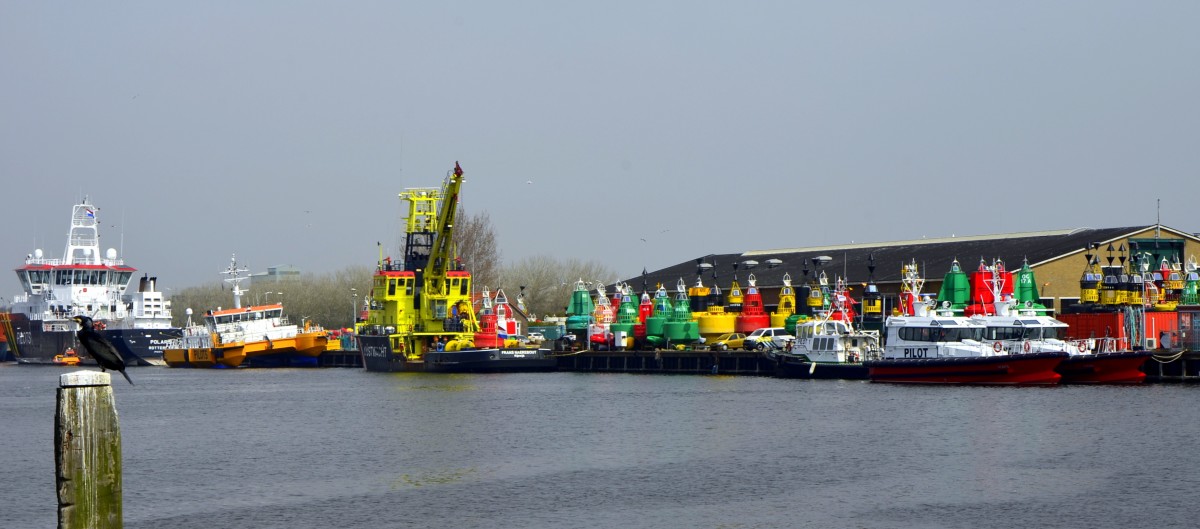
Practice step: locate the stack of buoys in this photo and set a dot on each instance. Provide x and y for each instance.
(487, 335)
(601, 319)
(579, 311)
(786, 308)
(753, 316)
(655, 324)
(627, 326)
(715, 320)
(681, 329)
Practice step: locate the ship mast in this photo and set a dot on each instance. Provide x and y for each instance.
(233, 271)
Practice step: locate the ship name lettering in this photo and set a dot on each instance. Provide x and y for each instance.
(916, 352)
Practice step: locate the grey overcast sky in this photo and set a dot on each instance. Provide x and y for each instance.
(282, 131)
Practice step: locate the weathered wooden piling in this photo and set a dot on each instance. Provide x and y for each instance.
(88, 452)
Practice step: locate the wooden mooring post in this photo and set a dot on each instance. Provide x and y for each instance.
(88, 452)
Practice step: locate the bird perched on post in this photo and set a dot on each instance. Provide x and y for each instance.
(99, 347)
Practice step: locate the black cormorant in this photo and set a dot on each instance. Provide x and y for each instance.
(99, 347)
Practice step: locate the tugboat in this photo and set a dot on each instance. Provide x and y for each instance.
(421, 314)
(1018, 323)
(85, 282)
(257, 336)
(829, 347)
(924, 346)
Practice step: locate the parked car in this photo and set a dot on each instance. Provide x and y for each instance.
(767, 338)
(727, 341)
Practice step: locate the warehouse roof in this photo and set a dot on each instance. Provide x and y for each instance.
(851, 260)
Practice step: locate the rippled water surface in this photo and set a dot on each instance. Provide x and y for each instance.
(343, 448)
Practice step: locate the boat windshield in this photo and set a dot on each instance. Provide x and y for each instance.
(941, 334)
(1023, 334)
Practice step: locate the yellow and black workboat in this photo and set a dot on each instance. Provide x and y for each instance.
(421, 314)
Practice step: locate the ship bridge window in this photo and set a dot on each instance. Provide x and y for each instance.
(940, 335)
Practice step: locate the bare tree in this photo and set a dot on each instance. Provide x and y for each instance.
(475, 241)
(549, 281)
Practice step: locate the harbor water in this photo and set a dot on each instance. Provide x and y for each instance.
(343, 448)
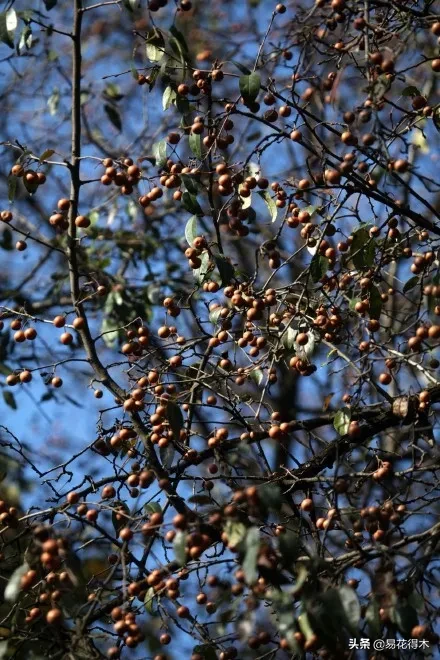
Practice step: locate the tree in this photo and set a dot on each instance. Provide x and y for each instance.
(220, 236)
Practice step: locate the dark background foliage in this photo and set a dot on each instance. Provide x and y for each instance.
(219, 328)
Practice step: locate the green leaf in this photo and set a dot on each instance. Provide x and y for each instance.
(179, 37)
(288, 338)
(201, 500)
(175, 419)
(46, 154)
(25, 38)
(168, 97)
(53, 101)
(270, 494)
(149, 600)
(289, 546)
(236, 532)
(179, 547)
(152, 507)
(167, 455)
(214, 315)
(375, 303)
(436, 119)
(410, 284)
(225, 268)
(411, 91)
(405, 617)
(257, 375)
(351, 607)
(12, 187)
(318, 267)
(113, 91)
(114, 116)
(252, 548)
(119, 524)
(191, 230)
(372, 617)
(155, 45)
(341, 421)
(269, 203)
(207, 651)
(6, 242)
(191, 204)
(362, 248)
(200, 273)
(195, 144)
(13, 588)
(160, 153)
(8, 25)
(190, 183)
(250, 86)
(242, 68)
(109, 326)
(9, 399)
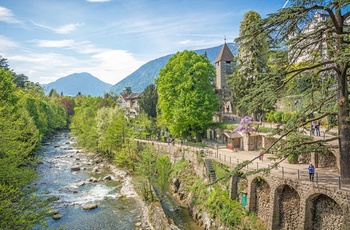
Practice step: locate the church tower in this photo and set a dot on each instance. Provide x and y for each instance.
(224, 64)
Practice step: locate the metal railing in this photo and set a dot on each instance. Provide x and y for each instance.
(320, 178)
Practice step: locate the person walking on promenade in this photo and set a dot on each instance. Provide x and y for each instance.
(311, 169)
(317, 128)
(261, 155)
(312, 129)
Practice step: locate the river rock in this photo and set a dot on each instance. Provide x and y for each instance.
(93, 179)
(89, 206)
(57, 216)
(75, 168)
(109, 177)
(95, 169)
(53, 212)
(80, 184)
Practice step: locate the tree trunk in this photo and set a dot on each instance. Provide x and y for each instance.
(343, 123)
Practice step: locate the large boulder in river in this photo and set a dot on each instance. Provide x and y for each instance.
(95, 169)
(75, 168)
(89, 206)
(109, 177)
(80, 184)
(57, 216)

Problem statement =>
Repeat nothing but the lines from the one containing "Practice step: locate the bare" through the end of the entries, exactly, and skip the pictures.

Solved exercise =>
Practice step: locate the bare tree in this photo and set a dot on each instance. Provide x and y for each instance.
(475, 241)
(549, 281)
Practice step: locate the harbor water in this photo and set a dot on each instance. Provide x and y for each instance.
(343, 448)
Practice step: locate the tree in this photo and set a dot on each instance. Provide x and y for each instance.
(220, 236)
Practice step: locate the dark background foliage in this photo and set a dot on each instance. Provide x and y for each instance.
(219, 328)
Practice step: locate the green leaf in this photo and set a dot on each instance. Provide x and y for each instance.
(179, 37)
(288, 338)
(201, 500)
(175, 419)
(46, 154)
(25, 38)
(168, 97)
(53, 101)
(270, 494)
(149, 600)
(289, 546)
(236, 532)
(179, 547)
(152, 507)
(167, 455)
(214, 315)
(375, 303)
(436, 119)
(410, 284)
(225, 268)
(411, 91)
(405, 617)
(257, 375)
(351, 607)
(12, 187)
(318, 267)
(113, 91)
(114, 116)
(252, 548)
(119, 524)
(191, 230)
(372, 617)
(155, 45)
(341, 421)
(269, 203)
(207, 651)
(6, 242)
(191, 204)
(362, 248)
(200, 273)
(195, 144)
(13, 588)
(160, 153)
(8, 25)
(190, 183)
(250, 86)
(242, 68)
(109, 326)
(9, 399)
Practice step: locate the church tower in this photo and set a dot on each instance. Provide x and y for each instance.
(224, 64)
Practice step: locate the metal railing in this photo and set a dot on each instance. Provide x and y for each instance.
(320, 178)
Practice step: locate the person walking on promenade in this photo and set a dot on each instance. Provide x and y for each instance.
(311, 169)
(317, 128)
(261, 155)
(312, 129)
Practice step: locate the river rock in this photo and set a dot on each instance. Provide x and y for each instance.
(93, 179)
(89, 206)
(57, 216)
(75, 168)
(109, 177)
(95, 169)
(53, 212)
(80, 184)
Practice step: locate the tree trunk in this photo and set a dot on each instance. Provide x and y for each instance.
(343, 123)
Practice step: locate the large boulder in river in this photo and set a dot on each instance. Provide x and y for each instance.
(95, 169)
(75, 168)
(89, 206)
(109, 177)
(80, 184)
(57, 216)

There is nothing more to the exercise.